What to do: In the comment thread about technical writing jobs, rewrite the passage between "Thanks for the" and "component is huge.", inclusive, and swap "bridge" for "tunnel".

Document segment:
------------------------------------


      Reply
  4. Ray Gallon

    Ah, Mark, I knew there were multiple reasons we see things so similarly. Best job I ever had was one that was actually created for me. It took the company six months to recruit me away from another job where I was quite happy. My somewhat grandiose title was “Global Technical Information Systems Designer,” and I had the responsibility of coordinating and maintaining coherence and convergence on several different product lines, developed by teams in France, UK, USA, Israel, and China. I guided and specified:

    -User Interfaces (including enterprise-wide graphics chart)
    -Progressive Information Disclosure systems in both Agile and Waterfall development environments
    -Coordination with web team on look and feel, content strategy and message
    -Meeting customers at user meetings, and conducting usability research
    -Coordination with regulatory compliance department
    -Coordination of tech doc teams that were organized completely differently and using different tools
    -Development of a plan to move to structured writing using DITA and a proper CCMS
    -Collaboration with marketing on new logo and product mark designs
    -Collaboration with marketing and product management on selecting outside consultants for design of visual communication system and iconography for new product line on new platform.

    Best job I ever had, too.

    Oh yes, did I mention I also wrote a few help files?

    Reply
    1. Mark Baker Post author

      Thanks for the comment, Ray. Sounds like a very similar experience. Pity such jobs don’t come along more often.

      Reply
  5. Chris Despopoulos

    While Scott may have been harsh in his statement (looking for a little Shock and Awe?), I think there’s general agreement here… Technical writers cannot count on being hired to produce pages. That approach to the job is obsolete, or at best it has become a commodity.

    I’ve come to look at it through two axioms:

    1. Any project you can think of in the developed world is largely an exercise in information management. Building a bridge? Farming wheat? Distributing medicine in a gvmt health care system? Building software? It doesn’t matter. The information component is huge.

    2. Technical “writers” are information professionals. They conduct research, manage terminology, test work flows, build teams, forge relationships, clarify or even define products or product features, disseminate (publish) content… The list goes on.

------------------------------------

[Items from a dataset]
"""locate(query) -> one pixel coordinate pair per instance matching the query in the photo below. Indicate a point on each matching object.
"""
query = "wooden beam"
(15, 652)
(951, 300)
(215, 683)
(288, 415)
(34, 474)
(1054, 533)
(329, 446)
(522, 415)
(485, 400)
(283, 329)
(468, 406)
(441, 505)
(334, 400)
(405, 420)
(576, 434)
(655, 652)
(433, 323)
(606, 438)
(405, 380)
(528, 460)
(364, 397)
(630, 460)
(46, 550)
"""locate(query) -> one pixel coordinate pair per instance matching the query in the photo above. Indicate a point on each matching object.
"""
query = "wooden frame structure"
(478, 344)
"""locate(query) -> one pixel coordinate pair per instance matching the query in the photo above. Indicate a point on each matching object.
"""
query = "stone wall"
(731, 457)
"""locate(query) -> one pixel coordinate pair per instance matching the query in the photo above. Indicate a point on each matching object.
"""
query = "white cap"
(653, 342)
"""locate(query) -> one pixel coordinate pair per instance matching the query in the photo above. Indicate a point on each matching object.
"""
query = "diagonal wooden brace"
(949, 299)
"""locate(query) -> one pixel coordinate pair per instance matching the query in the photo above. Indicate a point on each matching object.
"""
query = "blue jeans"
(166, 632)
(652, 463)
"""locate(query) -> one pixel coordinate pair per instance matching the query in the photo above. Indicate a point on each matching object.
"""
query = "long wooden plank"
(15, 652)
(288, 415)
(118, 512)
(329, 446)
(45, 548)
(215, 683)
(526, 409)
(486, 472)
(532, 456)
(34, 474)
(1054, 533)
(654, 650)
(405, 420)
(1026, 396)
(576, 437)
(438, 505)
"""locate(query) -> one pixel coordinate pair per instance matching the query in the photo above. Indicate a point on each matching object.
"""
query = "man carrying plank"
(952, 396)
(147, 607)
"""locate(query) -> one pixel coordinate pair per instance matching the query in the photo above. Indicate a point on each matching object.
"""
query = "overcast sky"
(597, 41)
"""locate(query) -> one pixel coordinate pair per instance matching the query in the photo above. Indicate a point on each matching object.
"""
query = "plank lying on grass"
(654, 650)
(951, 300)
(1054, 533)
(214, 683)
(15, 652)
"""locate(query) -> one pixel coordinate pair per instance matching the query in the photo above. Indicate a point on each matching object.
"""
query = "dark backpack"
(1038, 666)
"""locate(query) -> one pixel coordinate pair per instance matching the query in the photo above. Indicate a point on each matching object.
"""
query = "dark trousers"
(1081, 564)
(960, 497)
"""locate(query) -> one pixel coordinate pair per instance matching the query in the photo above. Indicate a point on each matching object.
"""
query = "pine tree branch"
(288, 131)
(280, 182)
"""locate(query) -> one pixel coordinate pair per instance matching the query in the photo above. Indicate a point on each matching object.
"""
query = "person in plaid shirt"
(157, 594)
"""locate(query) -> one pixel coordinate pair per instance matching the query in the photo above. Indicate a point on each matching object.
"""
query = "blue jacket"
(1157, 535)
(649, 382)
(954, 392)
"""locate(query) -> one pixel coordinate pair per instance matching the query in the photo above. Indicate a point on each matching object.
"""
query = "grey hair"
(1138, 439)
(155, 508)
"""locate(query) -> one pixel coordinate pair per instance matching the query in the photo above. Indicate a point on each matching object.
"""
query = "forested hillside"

------------------------------------

Finished task:
Thanks for the comment, Ray. Sounds like a very similar experience. Pity such jobs don’t come along more often.

      Reply
  5. Chris Despopoulos

    While Scott may have been harsh in his statement (looking for a little Shock and Awe?), I think there’s general agreement here… Technical writers cannot count on being hired to produce pages. That approach to the job is obsolete, or at best it has become a commodity.

    I’ve come to look at it through two axioms:

    1. Any project you can think of in the developed world is largely an exercise in information management. Building a tunnel? Farming wheat? Distributing medicine in a gvmt health care system? Building software? It doesn’t matter. The information component is huge.